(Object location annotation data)
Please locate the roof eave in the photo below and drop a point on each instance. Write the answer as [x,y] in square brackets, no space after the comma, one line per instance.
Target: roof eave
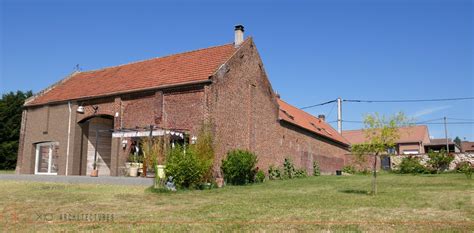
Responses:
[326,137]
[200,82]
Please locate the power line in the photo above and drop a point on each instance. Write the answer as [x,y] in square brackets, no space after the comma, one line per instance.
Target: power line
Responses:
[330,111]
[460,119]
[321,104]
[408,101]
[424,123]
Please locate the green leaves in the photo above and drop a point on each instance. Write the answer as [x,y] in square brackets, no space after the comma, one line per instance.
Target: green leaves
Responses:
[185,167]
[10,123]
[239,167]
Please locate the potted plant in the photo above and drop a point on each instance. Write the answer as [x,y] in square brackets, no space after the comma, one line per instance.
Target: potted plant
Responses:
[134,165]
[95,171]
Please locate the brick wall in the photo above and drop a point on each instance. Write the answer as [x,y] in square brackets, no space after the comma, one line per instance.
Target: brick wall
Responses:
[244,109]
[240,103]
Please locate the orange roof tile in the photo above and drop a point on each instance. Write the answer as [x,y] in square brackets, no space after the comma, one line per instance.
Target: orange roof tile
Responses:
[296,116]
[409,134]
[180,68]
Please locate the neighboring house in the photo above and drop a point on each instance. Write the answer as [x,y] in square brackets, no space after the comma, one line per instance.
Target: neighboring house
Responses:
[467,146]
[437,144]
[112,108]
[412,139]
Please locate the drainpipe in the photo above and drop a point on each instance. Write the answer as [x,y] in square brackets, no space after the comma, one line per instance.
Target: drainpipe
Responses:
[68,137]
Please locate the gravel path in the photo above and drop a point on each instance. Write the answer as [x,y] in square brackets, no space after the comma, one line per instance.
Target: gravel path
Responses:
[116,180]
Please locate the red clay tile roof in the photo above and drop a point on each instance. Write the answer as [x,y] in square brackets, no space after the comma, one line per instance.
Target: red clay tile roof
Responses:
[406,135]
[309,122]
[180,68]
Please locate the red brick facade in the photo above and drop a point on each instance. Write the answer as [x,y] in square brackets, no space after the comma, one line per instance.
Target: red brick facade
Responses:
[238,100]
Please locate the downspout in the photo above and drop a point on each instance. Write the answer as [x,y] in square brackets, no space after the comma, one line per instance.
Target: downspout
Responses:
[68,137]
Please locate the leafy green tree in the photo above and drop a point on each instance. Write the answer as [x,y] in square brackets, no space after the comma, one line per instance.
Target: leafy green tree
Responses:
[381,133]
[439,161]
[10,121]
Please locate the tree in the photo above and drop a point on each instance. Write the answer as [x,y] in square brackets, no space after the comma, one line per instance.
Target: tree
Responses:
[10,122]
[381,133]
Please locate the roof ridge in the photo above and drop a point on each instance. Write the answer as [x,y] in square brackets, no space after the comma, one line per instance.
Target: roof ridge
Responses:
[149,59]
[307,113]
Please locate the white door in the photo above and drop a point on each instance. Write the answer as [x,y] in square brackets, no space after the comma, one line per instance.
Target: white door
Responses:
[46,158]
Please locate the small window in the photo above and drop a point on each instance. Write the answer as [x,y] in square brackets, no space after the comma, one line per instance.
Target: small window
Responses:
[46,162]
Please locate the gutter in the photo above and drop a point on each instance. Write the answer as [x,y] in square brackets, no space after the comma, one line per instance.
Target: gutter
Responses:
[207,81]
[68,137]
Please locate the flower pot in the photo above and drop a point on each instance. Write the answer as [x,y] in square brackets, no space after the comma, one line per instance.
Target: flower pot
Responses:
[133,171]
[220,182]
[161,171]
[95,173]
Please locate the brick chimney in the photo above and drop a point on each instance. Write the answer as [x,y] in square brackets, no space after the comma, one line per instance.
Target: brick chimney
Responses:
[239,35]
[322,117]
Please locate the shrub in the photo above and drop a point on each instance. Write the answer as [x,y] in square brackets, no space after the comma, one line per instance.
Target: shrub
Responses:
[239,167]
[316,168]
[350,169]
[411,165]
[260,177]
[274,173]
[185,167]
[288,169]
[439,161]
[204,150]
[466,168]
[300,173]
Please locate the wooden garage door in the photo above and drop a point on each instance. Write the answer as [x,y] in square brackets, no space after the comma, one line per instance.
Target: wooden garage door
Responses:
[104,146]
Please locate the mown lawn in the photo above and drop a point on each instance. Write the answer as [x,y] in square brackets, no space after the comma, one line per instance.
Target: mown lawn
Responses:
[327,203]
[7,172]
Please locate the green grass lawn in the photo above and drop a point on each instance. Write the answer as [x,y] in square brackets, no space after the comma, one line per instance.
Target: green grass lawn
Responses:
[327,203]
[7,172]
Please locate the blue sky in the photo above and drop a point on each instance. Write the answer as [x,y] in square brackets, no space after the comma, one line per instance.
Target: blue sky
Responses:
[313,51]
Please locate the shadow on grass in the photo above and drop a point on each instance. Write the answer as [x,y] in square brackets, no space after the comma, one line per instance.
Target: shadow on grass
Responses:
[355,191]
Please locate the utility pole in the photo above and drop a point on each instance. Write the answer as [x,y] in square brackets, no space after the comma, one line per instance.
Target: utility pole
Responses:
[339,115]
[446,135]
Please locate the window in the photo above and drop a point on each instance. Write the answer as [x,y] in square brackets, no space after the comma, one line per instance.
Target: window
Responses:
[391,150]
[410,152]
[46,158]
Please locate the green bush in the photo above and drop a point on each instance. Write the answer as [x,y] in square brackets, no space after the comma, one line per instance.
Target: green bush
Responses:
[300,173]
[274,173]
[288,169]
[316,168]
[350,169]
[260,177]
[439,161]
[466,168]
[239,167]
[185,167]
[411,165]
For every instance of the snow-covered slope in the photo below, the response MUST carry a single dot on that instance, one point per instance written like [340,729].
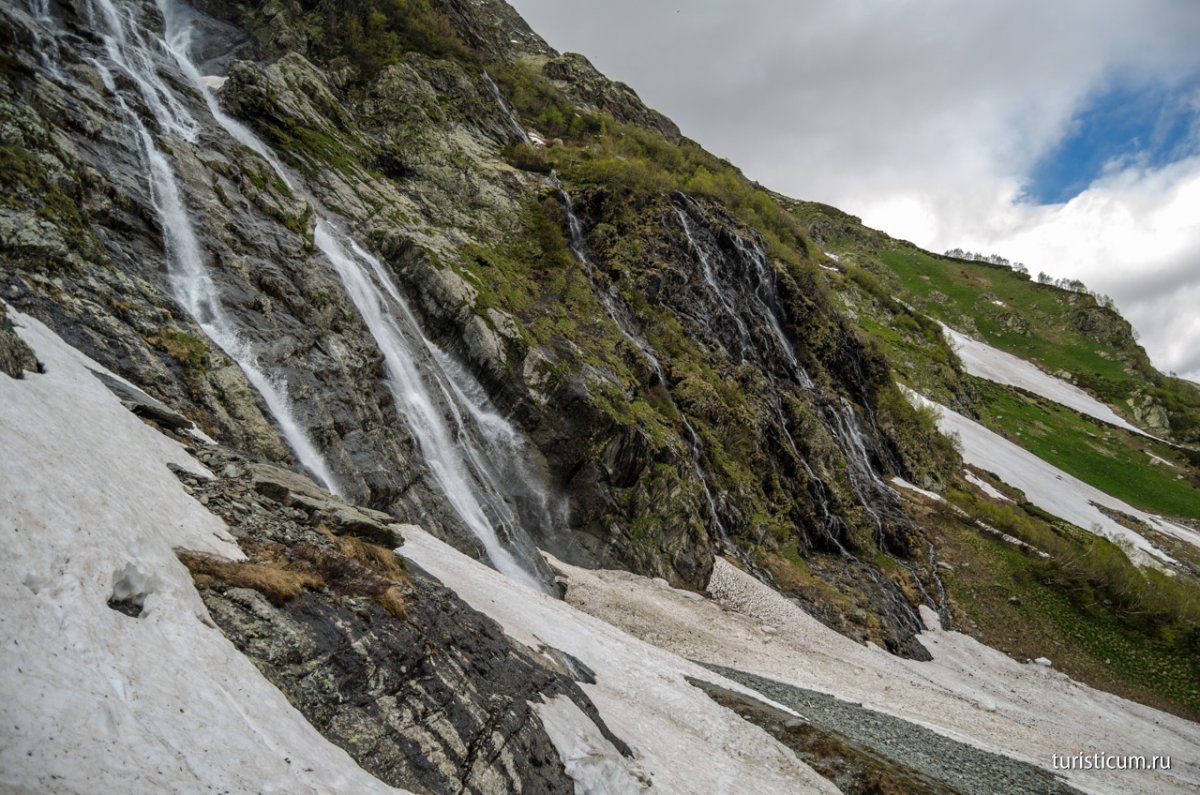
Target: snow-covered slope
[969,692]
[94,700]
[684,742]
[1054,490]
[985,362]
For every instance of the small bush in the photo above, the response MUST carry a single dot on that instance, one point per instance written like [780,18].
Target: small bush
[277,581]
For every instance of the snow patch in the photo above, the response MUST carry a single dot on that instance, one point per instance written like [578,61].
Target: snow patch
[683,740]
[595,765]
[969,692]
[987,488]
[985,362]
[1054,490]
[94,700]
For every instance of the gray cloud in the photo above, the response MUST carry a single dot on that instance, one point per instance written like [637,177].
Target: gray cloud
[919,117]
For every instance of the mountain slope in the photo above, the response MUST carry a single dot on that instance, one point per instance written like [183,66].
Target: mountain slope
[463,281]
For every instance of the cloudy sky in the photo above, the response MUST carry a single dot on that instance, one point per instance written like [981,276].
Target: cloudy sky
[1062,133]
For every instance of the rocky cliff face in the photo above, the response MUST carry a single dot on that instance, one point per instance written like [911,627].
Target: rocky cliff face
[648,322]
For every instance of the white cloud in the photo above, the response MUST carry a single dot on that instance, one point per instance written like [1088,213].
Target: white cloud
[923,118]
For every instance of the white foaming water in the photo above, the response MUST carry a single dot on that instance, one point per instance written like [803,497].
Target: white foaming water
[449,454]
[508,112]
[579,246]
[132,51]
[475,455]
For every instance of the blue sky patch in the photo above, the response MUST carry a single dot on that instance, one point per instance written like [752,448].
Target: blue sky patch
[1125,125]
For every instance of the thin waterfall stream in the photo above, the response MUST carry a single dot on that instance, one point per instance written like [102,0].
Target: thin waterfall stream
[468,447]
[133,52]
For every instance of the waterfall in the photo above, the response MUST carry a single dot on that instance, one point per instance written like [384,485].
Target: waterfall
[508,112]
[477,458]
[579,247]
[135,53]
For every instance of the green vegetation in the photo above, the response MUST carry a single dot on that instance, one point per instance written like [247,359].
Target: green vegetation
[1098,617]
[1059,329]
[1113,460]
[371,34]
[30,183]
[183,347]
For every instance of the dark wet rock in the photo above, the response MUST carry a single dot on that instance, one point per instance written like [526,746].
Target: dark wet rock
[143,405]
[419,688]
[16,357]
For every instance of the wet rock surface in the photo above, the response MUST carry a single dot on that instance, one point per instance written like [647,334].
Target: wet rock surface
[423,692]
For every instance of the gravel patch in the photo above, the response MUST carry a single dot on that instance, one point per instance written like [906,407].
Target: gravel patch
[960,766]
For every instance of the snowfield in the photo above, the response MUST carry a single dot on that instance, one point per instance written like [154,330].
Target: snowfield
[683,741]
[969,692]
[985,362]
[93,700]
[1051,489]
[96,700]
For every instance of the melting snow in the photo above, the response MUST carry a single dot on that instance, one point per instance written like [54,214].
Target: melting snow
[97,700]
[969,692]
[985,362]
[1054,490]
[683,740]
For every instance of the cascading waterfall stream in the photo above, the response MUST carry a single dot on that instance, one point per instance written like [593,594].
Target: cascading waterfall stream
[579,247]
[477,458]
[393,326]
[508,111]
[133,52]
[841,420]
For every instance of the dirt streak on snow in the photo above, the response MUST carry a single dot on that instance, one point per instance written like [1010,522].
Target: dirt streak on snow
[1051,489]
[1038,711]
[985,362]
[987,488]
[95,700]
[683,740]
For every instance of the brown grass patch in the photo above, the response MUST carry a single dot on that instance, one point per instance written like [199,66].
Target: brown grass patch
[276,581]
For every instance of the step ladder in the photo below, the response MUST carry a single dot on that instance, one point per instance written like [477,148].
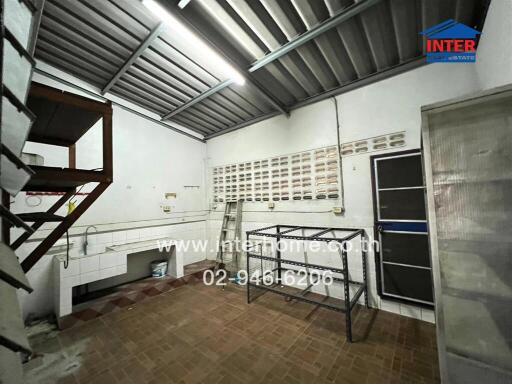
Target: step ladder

BRIEF >> Copy exactly the lines from the line containing "For every instance of the green" through the last line of the records, both included, and omit every picture.

RIGHT ANSWER >>
For every instance of the green vegetation in the photo above, the response MUST carry a single dot on that instance, one point per instance written like [247,359].
Target: green vegetation
[1098,617]
[1059,329]
[1113,460]
[371,34]
[30,183]
[183,347]
For every instance of the dark wet rock in the photo above, the response MUST carry a single dot on that instance, one point per instance written like [526,746].
Target: dark wet rock
[143,405]
[419,688]
[16,357]
For every instance of the wet rock surface in the photo above, the response MUST carry a single dot on that instance, one point per instance written like [647,334].
Target: wet rock surface
[423,692]
For every instance of the gravel patch in the photo above, the response MUST carry a single dot on that instance, one point per instance written like [906,407].
Target: gravel patch
[960,766]
For every instance of the snowfield in the photo above, the response MUST carry a single dot on that instance, one point per instance written like [154,330].
Target: snowfield
[683,741]
[969,692]
[985,362]
[93,700]
[1051,489]
[96,700]
For every instance of the melting snow in the photo above, the response MUST carry a single dot on that instance, one point per instance written like [54,214].
Target: melting snow
[97,700]
[969,692]
[985,362]
[1054,490]
[683,740]
For every instance of the cascading waterfall stream in the photo above, the response MUST carry a single dot on that instance, one point per instance written like [593,594].
Target: cascading waterfall stream
[579,247]
[477,458]
[393,326]
[508,111]
[133,52]
[841,420]
For every instance of the dirt streak on snow in the photo above, the response MUST carry a single dot on that instance, one point per instance written like [1010,522].
Target: dirt streak on snow
[1051,489]
[1038,711]
[985,362]
[987,488]
[95,700]
[683,740]
For every instance of the brown grass patch in the photo above, the response MUST carry a single dot on that instance, one point per instance written like [199,66].
Target: brown grass patch
[276,581]
For every instance of the step ladder in the photo below, the response MUST carry a single dot on that instance, one point per instance written like [477,148].
Target: step ladder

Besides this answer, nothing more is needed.